TO BE DONE
Convert the listing below into a JSON array of strings, with one string for each line and blank lines omitted.

-- Begin RECORDS PROVIDED --

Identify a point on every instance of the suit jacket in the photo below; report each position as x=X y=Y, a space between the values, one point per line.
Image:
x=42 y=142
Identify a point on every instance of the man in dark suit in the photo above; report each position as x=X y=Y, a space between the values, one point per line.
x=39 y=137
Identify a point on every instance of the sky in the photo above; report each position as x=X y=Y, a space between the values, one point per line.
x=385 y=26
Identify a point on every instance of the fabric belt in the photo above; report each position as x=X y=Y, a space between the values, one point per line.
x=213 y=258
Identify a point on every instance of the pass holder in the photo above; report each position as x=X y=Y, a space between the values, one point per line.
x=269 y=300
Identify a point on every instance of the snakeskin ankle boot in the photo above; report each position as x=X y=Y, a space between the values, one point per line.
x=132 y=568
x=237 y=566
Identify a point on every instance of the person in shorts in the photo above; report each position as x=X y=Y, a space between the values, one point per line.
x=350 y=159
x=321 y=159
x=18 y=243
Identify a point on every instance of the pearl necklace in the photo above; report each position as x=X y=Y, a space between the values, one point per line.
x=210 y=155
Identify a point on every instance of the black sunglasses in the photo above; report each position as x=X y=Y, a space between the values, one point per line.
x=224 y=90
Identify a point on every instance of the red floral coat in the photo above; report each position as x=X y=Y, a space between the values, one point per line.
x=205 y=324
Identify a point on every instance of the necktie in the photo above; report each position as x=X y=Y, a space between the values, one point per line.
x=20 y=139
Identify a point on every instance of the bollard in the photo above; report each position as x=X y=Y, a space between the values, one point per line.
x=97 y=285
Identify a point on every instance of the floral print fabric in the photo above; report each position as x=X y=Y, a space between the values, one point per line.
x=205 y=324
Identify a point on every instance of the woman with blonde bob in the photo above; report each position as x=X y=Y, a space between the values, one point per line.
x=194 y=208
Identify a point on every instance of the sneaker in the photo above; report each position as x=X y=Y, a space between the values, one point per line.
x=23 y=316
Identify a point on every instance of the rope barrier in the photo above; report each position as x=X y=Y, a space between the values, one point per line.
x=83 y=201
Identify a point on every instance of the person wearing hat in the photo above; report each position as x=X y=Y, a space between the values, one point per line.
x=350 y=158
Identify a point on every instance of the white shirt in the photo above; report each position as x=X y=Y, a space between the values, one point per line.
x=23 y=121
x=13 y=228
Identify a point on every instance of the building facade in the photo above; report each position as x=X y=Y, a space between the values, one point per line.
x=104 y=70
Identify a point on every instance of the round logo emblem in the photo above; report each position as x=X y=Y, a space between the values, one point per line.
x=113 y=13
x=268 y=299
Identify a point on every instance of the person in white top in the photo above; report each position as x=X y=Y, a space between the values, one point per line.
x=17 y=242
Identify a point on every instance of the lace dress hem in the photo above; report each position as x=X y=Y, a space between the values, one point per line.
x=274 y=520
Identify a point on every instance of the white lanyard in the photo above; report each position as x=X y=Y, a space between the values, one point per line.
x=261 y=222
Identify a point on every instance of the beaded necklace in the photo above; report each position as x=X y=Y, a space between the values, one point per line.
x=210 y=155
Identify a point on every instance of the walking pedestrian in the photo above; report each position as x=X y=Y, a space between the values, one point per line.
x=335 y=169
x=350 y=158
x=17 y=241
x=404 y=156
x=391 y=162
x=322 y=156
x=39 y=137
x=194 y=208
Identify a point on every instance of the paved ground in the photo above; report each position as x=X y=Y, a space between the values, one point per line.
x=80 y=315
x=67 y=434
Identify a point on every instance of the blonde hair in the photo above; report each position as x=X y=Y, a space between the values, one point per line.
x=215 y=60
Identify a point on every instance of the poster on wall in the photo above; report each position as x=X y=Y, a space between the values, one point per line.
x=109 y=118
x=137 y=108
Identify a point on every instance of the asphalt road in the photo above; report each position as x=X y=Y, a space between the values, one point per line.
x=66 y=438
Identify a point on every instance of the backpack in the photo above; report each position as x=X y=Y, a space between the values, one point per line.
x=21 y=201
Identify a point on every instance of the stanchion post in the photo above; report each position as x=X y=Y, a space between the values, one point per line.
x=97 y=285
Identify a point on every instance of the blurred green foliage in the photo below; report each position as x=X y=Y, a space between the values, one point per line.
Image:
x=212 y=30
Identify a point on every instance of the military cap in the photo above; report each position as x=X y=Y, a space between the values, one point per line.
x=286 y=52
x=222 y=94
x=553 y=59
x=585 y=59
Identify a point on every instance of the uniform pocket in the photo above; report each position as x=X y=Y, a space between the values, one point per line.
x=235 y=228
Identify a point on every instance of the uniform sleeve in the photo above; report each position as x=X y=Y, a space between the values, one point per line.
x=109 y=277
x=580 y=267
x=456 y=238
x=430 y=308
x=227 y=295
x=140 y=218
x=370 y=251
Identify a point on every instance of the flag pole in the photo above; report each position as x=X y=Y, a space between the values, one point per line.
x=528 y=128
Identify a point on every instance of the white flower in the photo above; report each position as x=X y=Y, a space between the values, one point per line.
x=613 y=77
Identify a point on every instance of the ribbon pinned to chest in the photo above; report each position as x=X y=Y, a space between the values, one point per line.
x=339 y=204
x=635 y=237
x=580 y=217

-- End RECORDS PROVIDED --

REPLY TO THE EXERCISE
[
  "Identify a point on every instance of the suit jacket in the photo below; report each position as x=X y=Y, a space between the values, one point per line.",
  "Image:",
  "x=42 y=142",
  "Identify a point on every instance of the man in dark suit in the photo above; report each position as x=X y=Y, a space between the values, one point per line.",
  "x=39 y=137",
  "Identify a point on every instance of the sky in the photo above; report each position as x=X y=Y, a space between the values, one point per line.",
  "x=385 y=26",
  "Identify a point on every instance of the fabric belt in the photo above; report each position as x=X y=Y, a space between the values, one point per line.",
  "x=213 y=258",
  "Identify a point on every instance of the pass holder in the photo above; report each position as x=X y=Y, a space between the values, one point per line.",
  "x=269 y=300",
  "Identify a point on every instance of the snakeskin ankle boot in the photo above; report each position as x=X y=Y, a space between the values, one point per line.",
  "x=132 y=568",
  "x=237 y=566",
  "Identify a point on every instance of the person in shorts in the photo above; report each position as x=X y=Y, a space between the values, one point per line.",
  "x=350 y=159",
  "x=321 y=159",
  "x=18 y=243",
  "Identify a point on every instance of the pearl necklace in the photo above; report each position as x=X y=Y, a space between the values, one point per line.",
  "x=210 y=155",
  "Identify a point on every instance of the black sunglasses in the photo above; report each position as x=X y=Y, a space between the values, one point per line.",
  "x=224 y=90",
  "Identify a point on every instance of the red floral coat in the photo above; report each position as x=X y=Y, a space between the values, one point per line.",
  "x=205 y=324",
  "Identify a point on every instance of the necktie in the photo above; report each position as x=X y=Y, a space between the values, one point per line.",
  "x=20 y=139",
  "Identify a point on every instance of the bollard in the photo above; report each position as x=X y=Y, a space between the values, one point per line.",
  "x=97 y=285",
  "Identify a point on every instance of the floral print fabric in the photo above; report each position as x=X y=Y, a space between the values, one point per line.",
  "x=205 y=324",
  "Identify a point on every instance of the woman with blonde bob in the photo above; report each position as x=X y=Y, a space between the values, one point per line.",
  "x=194 y=208",
  "Identify a point on every instance of the sneaker in the photo above; report each position as x=X y=Y, a space between the values, one point per line.",
  "x=23 y=316",
  "Identify a point on every instance of the rope barrier in the photo above; report each position as x=X y=Y, a space between the values, one point per line.",
  "x=83 y=201",
  "Identify a point on every instance of the person wearing hat in the photo above; report each position as x=X y=Y, a space between the values, one point per line.",
  "x=350 y=158",
  "Identify a point on every instance of the white shirt in the photo above; report each position as x=X y=Y, a space between the values, one point per line.",
  "x=23 y=121",
  "x=13 y=228",
  "Identify a point on every instance of the building facade in the photo above; report each position as x=X y=Y, a space between the values, one point per line.",
  "x=104 y=70",
  "Identify a point on every instance of the round logo emblem in the photo above; report each position as x=X y=Y, a space between the values, one point per line.",
  "x=113 y=13",
  "x=268 y=299",
  "Identify a point on every instance of the person in white top in the photo above; report each position as x=X y=Y, a space between the values, one point per line.",
  "x=17 y=242",
  "Identify a point on every instance of the lace dress hem in the photo above; report each position as x=X y=Y, a space between the values, one point per line.",
  "x=274 y=520",
  "Identify a point on every instance of the white lanyard in the photo above; report each position as x=X y=Y, a space between the values, one point per line.",
  "x=261 y=222",
  "Identify a point on every instance of the beaded necklace in the photo above; report each position as x=X y=Y, a space between the values, one point per line.",
  "x=210 y=155",
  "Identify a point on every instance of the walking pedestrian in the photo above; report each position as x=X y=Y, a space between the values, one point per line.",
  "x=335 y=169",
  "x=350 y=158",
  "x=17 y=241",
  "x=404 y=156",
  "x=391 y=162",
  "x=322 y=156",
  "x=39 y=137",
  "x=194 y=208",
  "Identify a point on every instance of the paved ground in the photo above; report each position as x=X y=Y, a space between the values, one point per line.",
  "x=80 y=315",
  "x=67 y=434",
  "Identify a point on every instance of the blonde hair in the photo above; report each position as x=X y=Y, a space between the values, one point per line.",
  "x=215 y=60",
  "Identify a point on every instance of the poster on wall in the photo above; report each position as x=X y=Y, a space between the values, one point per line.",
  "x=109 y=118",
  "x=137 y=108",
  "Identify a point on every instance of the asphalt road in the photo above; report each position as x=X y=Y, a space between the values, one point per line.",
  "x=66 y=438",
  "Identify a point on every instance of the backpack in the photo above; report each position as x=X y=Y, a space between the values, one point per line.",
  "x=21 y=201",
  "Identify a point on every instance of the stanchion post in the photo above; report each position as x=X y=Y, a space between the values, one point per line.",
  "x=97 y=285",
  "Identify a point on every instance of the blurred green foliage in the photo below; report each position as x=X y=Y, a space between the values, one point per line.",
  "Image:",
  "x=212 y=30",
  "Identify a point on every instance of the military cap in the photo above; report each position as x=X y=Y, a space between the values, one point per line.",
  "x=286 y=52",
  "x=222 y=94",
  "x=553 y=59",
  "x=585 y=59",
  "Identify a point on every instance of the uniform pocket in the photo above; report each position as x=X y=Y, a space between the values, one point per line.",
  "x=235 y=228",
  "Identify a point on every instance of the uniform sleeve in the photo above; report each position as x=X y=Y, a space between the values, one point per line.",
  "x=109 y=277",
  "x=580 y=267",
  "x=456 y=238",
  "x=430 y=308",
  "x=227 y=295",
  "x=140 y=218",
  "x=370 y=251",
  "Identify a point on every instance of the flag pole in the photo above; report each position as x=X y=Y, a space between the values, one point per line.",
  "x=528 y=128",
  "Identify a point on every instance of the white flower in the photo above; report each position as x=X y=Y, a space between the values, one point per line.",
  "x=613 y=77",
  "Identify a point on every instance of the ribbon pinned to chest in the photo above; report each position as x=X y=Y, a space between the values, one point per line.",
  "x=339 y=204",
  "x=635 y=237",
  "x=580 y=217"
]